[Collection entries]

◇ ◇ ◇ ◇ ◇

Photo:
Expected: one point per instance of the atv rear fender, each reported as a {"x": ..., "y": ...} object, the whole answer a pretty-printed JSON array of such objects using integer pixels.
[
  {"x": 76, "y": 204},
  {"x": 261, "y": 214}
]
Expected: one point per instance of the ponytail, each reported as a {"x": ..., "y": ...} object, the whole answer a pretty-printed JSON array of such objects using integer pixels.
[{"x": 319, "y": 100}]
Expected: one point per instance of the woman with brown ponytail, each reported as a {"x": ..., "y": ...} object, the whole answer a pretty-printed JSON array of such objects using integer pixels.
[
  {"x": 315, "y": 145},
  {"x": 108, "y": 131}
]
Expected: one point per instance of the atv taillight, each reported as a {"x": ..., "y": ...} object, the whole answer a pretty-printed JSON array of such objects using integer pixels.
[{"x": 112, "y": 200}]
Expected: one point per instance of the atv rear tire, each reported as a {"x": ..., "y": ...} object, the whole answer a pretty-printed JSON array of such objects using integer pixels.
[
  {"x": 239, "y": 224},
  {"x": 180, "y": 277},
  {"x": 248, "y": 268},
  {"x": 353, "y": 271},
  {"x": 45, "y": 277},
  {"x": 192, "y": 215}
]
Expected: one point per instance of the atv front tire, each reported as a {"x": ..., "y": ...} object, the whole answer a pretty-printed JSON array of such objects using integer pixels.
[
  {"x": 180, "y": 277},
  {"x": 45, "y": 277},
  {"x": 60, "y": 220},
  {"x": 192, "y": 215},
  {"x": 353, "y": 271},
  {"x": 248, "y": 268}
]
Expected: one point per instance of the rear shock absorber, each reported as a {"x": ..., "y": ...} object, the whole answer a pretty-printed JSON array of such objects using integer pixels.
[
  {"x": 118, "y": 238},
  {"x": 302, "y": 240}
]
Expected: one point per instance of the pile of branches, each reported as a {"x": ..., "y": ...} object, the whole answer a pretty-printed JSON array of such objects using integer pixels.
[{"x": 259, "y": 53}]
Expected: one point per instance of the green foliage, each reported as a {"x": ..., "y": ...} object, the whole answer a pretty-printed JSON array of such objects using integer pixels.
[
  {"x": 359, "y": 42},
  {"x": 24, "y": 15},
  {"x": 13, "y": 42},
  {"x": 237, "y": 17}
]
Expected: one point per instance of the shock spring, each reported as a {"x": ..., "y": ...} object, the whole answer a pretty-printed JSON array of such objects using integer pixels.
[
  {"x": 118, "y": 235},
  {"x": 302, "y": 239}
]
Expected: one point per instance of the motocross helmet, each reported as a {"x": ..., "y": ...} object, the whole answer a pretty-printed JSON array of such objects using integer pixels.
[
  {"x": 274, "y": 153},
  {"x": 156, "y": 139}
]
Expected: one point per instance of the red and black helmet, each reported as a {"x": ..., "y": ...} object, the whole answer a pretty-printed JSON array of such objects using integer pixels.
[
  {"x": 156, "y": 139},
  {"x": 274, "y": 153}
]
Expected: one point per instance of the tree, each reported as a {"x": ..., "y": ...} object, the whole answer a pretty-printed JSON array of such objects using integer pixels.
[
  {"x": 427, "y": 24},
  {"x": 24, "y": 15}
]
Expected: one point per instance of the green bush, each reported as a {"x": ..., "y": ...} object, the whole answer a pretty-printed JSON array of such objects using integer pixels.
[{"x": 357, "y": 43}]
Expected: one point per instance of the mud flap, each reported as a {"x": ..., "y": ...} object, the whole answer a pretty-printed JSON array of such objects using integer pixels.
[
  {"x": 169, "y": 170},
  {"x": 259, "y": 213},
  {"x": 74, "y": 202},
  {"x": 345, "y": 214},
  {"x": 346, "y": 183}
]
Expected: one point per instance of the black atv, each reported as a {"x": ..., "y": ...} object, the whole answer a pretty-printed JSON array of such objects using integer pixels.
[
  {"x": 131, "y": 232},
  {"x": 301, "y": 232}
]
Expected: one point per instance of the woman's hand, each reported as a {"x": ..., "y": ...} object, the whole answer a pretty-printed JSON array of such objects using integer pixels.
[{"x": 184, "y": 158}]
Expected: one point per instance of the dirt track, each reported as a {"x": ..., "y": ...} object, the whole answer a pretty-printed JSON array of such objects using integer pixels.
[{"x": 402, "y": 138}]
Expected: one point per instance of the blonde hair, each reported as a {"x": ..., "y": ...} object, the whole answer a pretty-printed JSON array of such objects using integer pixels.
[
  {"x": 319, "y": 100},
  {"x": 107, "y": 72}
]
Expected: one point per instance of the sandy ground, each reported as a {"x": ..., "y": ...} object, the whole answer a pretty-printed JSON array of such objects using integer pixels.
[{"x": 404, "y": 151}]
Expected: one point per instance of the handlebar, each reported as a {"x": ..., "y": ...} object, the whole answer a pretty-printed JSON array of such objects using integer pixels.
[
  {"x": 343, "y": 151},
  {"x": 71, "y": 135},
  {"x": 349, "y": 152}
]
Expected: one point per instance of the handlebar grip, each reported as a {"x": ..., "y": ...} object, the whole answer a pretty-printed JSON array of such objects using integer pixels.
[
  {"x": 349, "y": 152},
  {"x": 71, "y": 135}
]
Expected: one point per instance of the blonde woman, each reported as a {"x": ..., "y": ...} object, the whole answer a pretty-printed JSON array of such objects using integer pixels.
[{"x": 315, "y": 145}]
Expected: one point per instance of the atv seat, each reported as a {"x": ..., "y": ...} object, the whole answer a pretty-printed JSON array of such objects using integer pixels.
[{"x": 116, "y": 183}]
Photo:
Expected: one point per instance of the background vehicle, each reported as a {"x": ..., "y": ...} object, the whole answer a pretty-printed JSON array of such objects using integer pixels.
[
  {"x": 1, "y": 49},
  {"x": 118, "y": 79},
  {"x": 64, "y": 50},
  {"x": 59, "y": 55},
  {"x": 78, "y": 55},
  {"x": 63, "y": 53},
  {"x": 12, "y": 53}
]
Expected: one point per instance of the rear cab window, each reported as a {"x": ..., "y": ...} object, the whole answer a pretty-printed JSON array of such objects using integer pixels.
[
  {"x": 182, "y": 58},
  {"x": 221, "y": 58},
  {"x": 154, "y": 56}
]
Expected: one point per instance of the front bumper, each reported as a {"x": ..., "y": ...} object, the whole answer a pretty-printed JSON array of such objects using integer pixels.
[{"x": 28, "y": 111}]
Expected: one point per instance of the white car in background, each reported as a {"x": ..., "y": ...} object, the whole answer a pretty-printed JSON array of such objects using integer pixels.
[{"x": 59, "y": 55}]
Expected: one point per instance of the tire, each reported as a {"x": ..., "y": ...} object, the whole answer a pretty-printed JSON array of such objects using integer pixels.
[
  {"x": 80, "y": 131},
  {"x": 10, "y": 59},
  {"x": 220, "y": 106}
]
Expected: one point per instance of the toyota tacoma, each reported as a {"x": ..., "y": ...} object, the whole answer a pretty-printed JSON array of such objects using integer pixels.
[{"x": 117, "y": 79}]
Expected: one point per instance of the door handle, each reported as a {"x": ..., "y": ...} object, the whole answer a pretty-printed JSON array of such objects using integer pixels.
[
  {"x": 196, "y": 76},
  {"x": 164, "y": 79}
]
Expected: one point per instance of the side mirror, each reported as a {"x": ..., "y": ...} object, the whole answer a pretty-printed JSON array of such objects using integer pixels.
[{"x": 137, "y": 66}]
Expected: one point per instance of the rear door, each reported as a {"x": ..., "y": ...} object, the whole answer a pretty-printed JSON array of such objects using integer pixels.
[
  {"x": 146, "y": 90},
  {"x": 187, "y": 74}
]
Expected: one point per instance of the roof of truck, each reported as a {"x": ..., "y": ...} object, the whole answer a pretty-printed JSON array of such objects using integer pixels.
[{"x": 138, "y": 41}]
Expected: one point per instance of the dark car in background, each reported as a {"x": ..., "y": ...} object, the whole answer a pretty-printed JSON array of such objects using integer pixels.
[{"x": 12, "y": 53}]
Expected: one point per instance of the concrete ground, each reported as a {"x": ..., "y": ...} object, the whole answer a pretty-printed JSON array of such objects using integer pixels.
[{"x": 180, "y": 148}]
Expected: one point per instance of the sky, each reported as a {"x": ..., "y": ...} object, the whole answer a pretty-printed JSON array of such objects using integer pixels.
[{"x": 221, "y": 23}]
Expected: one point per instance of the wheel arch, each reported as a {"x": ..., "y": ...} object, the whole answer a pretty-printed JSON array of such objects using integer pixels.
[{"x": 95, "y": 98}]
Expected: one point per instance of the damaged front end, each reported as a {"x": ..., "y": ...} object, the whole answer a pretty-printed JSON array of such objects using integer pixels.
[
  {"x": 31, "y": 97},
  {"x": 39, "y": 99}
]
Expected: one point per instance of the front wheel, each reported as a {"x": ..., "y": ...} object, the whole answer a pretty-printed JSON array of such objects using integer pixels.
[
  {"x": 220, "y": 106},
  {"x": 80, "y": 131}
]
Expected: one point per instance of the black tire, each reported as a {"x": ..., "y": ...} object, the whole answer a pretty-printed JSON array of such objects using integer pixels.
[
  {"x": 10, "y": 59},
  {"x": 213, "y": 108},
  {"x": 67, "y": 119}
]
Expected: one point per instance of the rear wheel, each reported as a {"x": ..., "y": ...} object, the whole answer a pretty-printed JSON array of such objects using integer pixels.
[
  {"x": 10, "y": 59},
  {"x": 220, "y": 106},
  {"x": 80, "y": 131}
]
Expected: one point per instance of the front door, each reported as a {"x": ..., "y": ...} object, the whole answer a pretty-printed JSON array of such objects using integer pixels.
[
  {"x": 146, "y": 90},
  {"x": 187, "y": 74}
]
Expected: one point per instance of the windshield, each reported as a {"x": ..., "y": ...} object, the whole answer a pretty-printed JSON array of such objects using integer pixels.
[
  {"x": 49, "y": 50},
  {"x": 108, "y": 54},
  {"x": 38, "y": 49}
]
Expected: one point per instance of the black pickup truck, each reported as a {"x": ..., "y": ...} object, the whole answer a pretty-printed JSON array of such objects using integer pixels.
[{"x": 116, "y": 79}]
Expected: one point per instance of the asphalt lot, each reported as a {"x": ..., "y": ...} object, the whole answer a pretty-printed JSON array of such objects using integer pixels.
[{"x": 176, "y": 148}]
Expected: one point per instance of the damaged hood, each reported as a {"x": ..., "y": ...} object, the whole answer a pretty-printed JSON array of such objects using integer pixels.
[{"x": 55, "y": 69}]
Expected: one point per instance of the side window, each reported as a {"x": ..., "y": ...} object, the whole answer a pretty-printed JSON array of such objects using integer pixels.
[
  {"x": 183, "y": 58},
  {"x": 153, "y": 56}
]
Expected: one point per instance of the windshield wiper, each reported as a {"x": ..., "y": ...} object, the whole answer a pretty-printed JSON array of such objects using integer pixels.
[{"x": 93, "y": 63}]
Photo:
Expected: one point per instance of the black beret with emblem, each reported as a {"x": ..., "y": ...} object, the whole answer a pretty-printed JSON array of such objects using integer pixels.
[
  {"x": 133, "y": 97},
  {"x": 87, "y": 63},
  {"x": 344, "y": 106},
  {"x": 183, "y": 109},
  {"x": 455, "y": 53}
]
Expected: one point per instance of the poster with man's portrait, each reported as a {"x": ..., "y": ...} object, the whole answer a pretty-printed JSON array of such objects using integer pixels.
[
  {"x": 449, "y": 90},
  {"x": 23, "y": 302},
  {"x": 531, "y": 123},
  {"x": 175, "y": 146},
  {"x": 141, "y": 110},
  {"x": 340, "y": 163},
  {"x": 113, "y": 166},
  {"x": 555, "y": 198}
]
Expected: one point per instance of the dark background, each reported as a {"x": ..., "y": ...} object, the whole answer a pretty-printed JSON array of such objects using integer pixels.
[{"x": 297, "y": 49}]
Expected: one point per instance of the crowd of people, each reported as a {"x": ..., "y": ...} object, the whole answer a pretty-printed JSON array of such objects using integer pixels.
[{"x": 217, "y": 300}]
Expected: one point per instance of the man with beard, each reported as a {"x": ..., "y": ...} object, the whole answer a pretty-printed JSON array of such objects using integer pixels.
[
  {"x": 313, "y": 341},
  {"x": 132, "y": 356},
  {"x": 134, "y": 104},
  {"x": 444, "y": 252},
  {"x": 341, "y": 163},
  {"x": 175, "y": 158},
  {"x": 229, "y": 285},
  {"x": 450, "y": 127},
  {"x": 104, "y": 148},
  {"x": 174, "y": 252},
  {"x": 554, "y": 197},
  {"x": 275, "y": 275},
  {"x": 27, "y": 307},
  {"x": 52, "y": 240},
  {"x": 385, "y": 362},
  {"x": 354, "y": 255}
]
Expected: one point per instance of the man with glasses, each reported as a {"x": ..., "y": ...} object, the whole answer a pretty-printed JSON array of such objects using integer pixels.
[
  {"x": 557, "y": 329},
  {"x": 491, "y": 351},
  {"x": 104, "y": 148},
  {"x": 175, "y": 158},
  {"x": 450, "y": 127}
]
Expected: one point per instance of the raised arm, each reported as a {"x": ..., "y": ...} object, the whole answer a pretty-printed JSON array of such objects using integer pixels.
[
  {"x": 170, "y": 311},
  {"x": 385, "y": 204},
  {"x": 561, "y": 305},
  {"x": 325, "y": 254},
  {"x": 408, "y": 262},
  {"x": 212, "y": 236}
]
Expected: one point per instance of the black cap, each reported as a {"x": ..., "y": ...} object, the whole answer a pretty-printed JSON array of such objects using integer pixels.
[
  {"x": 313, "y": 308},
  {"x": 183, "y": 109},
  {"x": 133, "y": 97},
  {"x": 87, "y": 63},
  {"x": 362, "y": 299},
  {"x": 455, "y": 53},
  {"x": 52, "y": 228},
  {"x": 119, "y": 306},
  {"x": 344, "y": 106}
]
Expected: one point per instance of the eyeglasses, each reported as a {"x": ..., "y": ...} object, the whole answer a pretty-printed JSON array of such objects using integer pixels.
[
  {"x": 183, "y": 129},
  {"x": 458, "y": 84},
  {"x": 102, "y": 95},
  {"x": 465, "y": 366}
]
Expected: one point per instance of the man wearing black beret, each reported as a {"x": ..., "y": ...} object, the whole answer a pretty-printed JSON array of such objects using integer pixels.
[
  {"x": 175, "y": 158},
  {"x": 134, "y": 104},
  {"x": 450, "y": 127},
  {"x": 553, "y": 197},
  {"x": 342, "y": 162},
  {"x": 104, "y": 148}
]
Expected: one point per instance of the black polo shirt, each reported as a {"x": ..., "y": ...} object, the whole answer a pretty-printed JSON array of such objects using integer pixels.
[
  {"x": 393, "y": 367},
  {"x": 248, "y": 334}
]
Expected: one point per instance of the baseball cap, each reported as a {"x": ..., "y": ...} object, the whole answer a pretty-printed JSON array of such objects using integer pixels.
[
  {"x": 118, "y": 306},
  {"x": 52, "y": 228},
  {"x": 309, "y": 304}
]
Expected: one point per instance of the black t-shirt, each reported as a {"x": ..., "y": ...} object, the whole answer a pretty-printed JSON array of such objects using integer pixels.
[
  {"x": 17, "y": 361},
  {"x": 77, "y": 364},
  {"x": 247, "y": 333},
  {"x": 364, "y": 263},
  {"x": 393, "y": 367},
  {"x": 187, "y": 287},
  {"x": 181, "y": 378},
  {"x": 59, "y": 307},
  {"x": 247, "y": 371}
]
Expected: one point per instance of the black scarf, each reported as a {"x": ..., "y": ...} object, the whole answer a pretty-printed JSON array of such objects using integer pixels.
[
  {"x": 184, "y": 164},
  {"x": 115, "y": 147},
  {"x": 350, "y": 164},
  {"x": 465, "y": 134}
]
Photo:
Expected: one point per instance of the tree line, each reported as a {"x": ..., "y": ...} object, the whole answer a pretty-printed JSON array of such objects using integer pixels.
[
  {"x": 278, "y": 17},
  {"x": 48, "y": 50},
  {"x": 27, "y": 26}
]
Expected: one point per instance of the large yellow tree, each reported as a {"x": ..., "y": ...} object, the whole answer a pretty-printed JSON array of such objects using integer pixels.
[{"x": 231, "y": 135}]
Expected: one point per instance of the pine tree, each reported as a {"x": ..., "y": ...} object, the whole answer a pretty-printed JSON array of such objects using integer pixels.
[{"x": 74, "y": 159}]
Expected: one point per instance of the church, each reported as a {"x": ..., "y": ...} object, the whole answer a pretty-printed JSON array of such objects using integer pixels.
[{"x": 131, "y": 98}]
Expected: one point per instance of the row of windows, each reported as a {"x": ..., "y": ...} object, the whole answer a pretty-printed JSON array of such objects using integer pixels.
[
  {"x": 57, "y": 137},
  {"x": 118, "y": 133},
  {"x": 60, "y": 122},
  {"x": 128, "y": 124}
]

◇ ◇ ◇ ◇ ◇

DESCRIPTION OF THE TASK: Beginning at the line that contains "Expected: one point per instance of the large", retype each line of the listing up to and including the last one, exactly as it stands, and nothing else.

RESPONSE BELOW:
Expected: one point per instance of the large yellow tree, each reported as a {"x": ..., "y": ...} object, the whole answer a pretty-printed JSON array of such objects using integer pixels.
[{"x": 231, "y": 135}]
Expected: one point per instance of the pine tree, each reported as a {"x": ..., "y": ...} object, the whole answer a pretty-printed JSON array of such objects using integer pixels.
[{"x": 74, "y": 159}]
Expected: one point per instance of the church, each reported as a {"x": ..., "y": ...} object, the whole answer a pretty-printed JSON array of such objects using integer pixels.
[{"x": 131, "y": 98}]
Expected: one point per instance of the row of windows, each reported as a {"x": ..., "y": ...} object, the whole answer a pretty-printed JSON array of such objects using integer pixels.
[
  {"x": 57, "y": 137},
  {"x": 118, "y": 133},
  {"x": 60, "y": 122},
  {"x": 128, "y": 124}
]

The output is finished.